= DIRECTIONS =
In the lines of the material below, from the one containing "Spot every instance of green vegetation" through the one containing "[314,136,332,156]", switch "rock cliff" to "stone cliff". Reproduce only those lines, with nothing else altered.

+++ INFORMATION SUPPLIED

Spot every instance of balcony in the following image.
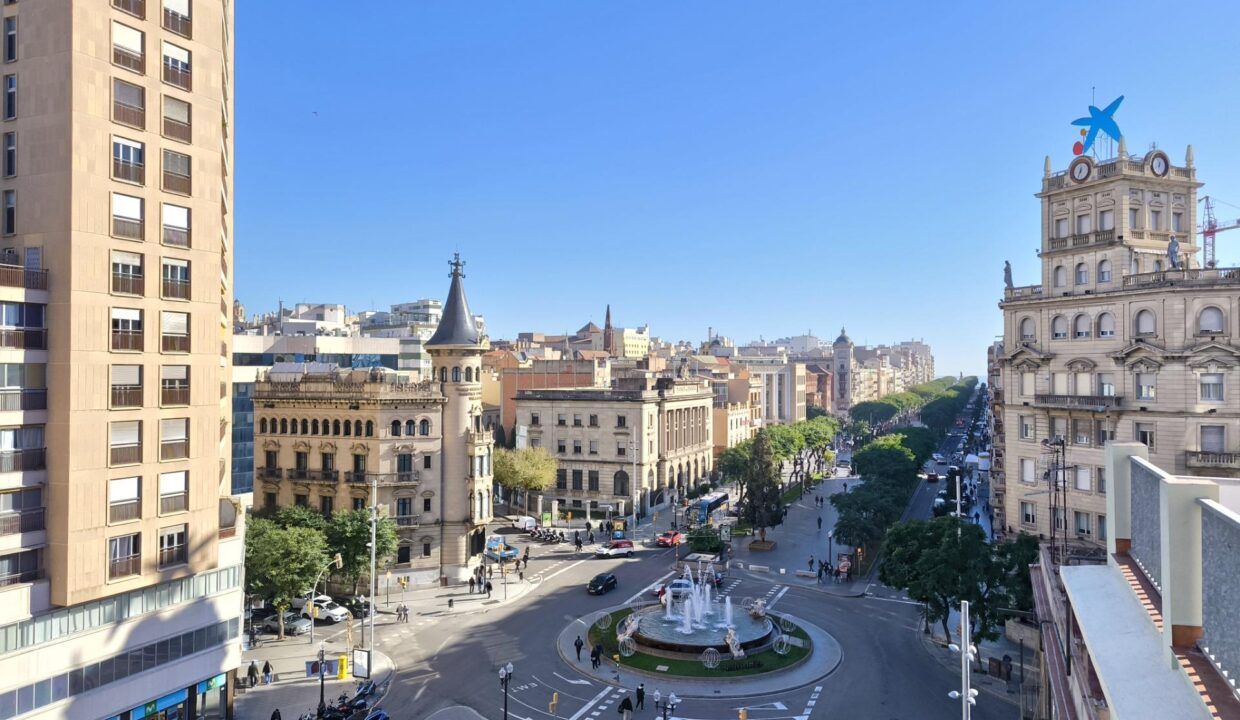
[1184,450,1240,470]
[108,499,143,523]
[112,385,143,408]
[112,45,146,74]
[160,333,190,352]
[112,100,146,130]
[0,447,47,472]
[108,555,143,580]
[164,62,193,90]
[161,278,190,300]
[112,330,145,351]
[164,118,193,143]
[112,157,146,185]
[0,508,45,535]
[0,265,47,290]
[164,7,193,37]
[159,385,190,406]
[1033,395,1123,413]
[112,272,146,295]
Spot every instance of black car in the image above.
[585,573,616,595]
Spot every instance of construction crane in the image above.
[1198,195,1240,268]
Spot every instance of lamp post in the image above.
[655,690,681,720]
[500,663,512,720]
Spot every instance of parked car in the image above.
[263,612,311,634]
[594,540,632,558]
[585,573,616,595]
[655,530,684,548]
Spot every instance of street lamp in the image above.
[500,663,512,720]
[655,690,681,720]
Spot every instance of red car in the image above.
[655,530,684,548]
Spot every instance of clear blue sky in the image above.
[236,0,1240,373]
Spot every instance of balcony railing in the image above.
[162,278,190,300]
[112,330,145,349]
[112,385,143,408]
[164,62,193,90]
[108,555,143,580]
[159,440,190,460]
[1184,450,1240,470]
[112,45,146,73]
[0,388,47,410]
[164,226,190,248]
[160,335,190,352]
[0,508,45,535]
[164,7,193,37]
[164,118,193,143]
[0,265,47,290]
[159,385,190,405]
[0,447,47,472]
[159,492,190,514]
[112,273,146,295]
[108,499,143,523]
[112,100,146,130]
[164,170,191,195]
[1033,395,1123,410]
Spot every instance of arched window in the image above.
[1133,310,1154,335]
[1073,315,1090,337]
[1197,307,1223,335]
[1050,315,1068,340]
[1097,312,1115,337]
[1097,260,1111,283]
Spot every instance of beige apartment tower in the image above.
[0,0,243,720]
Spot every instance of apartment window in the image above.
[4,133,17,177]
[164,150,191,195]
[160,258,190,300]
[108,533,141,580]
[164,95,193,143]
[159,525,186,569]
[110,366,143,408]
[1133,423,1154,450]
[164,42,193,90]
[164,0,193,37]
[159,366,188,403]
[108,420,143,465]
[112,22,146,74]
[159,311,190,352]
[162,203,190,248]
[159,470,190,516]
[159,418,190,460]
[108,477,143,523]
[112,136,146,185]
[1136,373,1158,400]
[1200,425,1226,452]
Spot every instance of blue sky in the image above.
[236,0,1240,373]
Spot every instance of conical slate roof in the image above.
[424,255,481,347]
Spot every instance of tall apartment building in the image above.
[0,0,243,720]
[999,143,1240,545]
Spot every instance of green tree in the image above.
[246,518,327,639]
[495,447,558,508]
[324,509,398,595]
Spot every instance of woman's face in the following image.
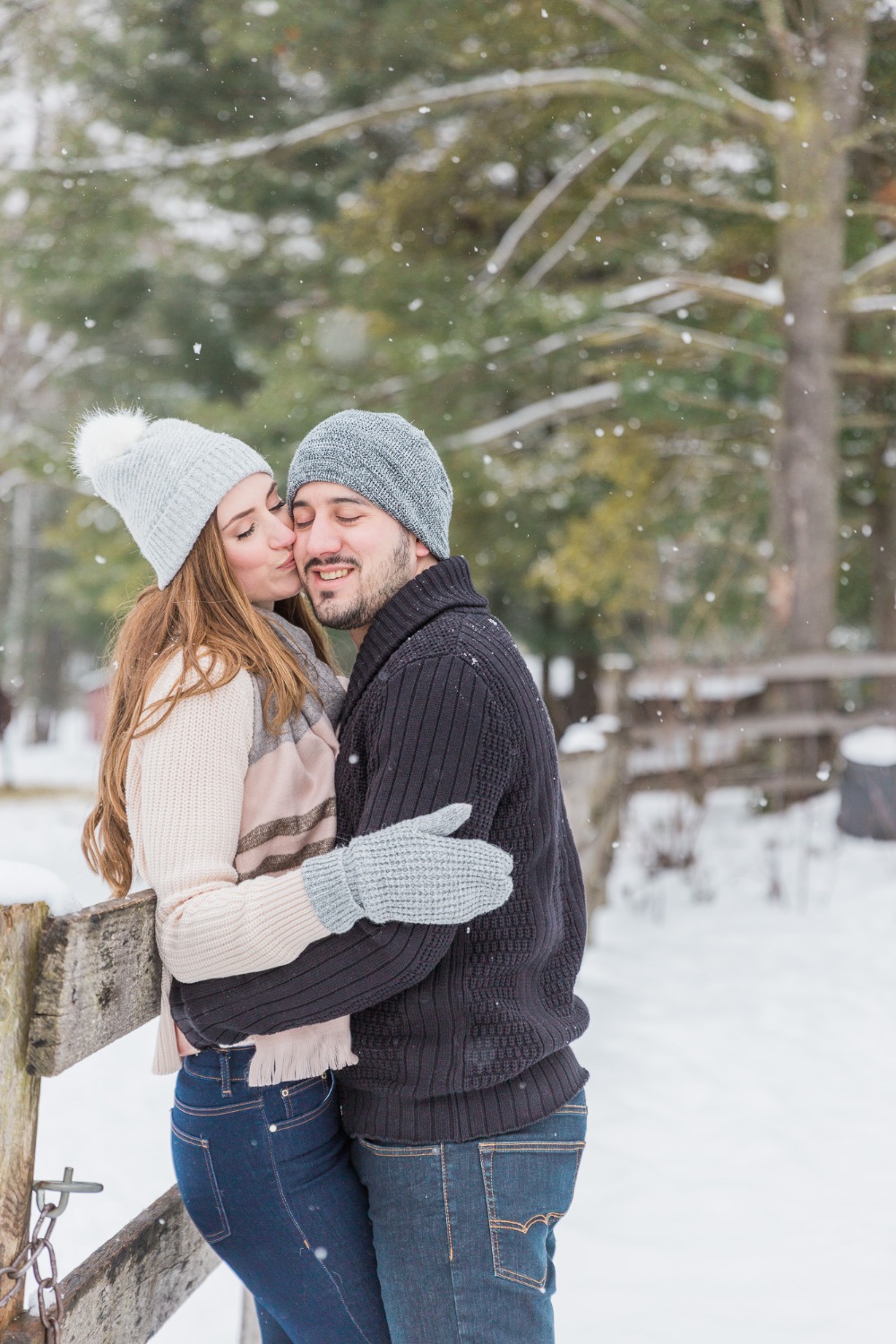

++++++
+++ INFORMATION SUPPLIED

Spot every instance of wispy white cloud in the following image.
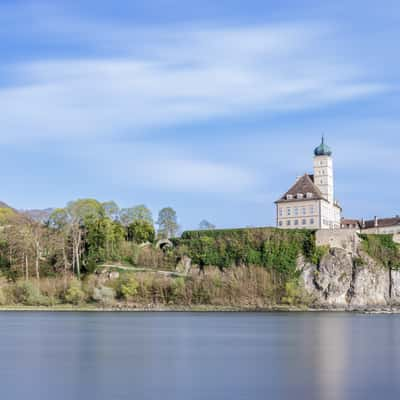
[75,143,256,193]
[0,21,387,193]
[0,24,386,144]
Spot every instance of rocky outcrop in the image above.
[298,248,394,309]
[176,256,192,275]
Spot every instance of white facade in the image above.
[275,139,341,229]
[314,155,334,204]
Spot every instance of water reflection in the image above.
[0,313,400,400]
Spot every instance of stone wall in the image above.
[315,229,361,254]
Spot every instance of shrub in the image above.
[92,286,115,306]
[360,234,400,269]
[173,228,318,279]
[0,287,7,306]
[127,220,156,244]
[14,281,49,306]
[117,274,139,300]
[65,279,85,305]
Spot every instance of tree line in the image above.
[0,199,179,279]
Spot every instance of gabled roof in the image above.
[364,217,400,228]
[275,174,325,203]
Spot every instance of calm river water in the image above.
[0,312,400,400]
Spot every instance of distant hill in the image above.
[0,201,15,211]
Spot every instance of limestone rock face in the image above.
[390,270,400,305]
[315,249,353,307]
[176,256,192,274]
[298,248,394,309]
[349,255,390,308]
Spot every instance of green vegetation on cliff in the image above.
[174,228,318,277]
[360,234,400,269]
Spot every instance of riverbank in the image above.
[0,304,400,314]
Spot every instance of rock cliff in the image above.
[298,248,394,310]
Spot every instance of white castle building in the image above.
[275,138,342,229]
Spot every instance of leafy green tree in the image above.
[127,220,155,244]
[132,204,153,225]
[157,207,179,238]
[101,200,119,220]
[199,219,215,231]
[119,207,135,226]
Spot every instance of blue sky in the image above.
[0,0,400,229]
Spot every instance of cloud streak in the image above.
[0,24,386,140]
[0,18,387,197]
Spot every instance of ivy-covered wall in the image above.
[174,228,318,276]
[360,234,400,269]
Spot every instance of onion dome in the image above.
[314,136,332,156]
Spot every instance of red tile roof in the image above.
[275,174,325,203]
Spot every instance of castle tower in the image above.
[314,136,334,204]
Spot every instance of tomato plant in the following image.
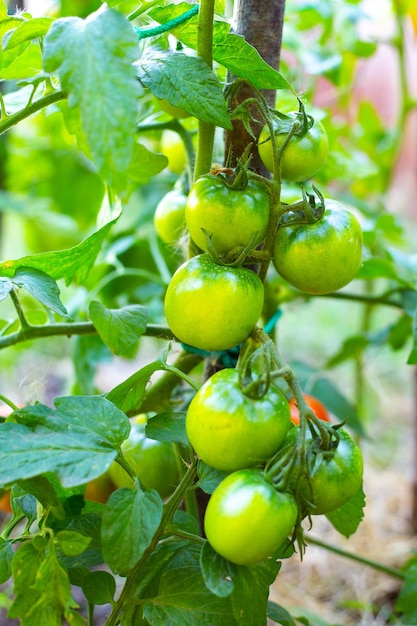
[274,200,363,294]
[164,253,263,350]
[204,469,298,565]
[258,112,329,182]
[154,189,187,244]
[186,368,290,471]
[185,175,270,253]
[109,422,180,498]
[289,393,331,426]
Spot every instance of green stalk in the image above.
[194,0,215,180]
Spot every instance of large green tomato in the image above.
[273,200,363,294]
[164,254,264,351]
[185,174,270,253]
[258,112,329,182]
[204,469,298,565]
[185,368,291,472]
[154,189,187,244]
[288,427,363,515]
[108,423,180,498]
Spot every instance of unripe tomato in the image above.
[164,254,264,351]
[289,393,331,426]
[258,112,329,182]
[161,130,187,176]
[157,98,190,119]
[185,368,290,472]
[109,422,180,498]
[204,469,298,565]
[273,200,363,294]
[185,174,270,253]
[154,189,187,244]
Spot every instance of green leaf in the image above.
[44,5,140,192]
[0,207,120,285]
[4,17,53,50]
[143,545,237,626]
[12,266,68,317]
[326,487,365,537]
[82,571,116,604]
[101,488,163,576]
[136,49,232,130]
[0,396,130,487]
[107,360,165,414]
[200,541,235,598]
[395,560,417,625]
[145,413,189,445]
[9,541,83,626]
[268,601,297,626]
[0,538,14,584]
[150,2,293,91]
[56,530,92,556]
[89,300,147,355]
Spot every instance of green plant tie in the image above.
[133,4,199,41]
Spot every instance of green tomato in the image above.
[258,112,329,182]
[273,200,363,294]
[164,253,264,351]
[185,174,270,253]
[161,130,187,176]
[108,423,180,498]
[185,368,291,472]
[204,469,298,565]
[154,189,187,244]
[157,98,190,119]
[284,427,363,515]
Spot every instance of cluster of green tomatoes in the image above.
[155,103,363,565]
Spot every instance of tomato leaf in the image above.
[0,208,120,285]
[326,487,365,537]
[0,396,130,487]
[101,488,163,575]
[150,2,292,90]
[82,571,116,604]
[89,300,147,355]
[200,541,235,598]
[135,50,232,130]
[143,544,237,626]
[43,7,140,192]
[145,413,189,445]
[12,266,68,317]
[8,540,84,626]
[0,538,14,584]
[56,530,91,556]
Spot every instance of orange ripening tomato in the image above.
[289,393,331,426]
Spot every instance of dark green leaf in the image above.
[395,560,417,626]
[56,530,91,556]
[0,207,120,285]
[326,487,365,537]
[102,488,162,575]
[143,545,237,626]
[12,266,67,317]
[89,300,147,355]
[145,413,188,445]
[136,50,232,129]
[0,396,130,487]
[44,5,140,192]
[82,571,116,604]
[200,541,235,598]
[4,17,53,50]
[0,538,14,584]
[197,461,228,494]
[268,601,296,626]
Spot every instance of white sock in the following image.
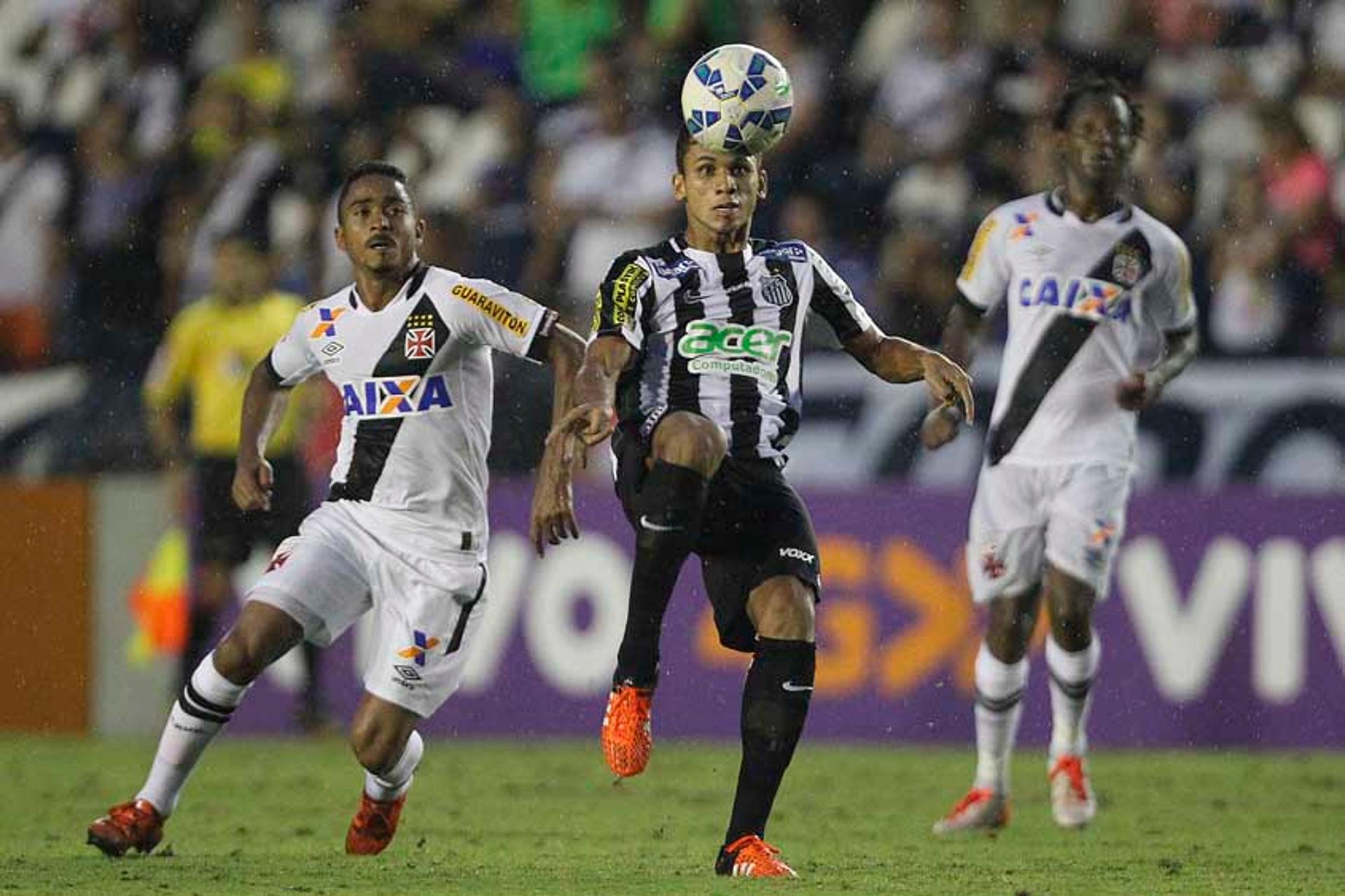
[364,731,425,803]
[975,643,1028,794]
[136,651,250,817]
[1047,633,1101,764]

++++++

= REPLY TO THE TASK =
Spot every instance of green vegetation on cliff in the image above.
[174,228,318,277]
[360,234,400,269]
Spot every instance of riverbank in the image above.
[0,304,400,314]
Spot every instance of stone cliff in the image above.
[298,248,394,310]
Spot every instance of white castle building in the image above.
[275,138,342,229]
Spot every instance of leafy green tree in the image above.
[127,220,155,244]
[132,204,153,225]
[157,207,179,238]
[101,200,119,220]
[199,219,215,231]
[119,207,135,226]
Spot every instance of blue sky in the image above.
[0,0,400,229]
Spot every instance of cloud streak in the image above.
[0,24,386,140]
[0,18,387,197]
Spot every instance of ivy-covered wall in the image above.
[174,228,318,276]
[360,234,400,269]
Spot every instance of onion dome in the image above.
[314,136,332,156]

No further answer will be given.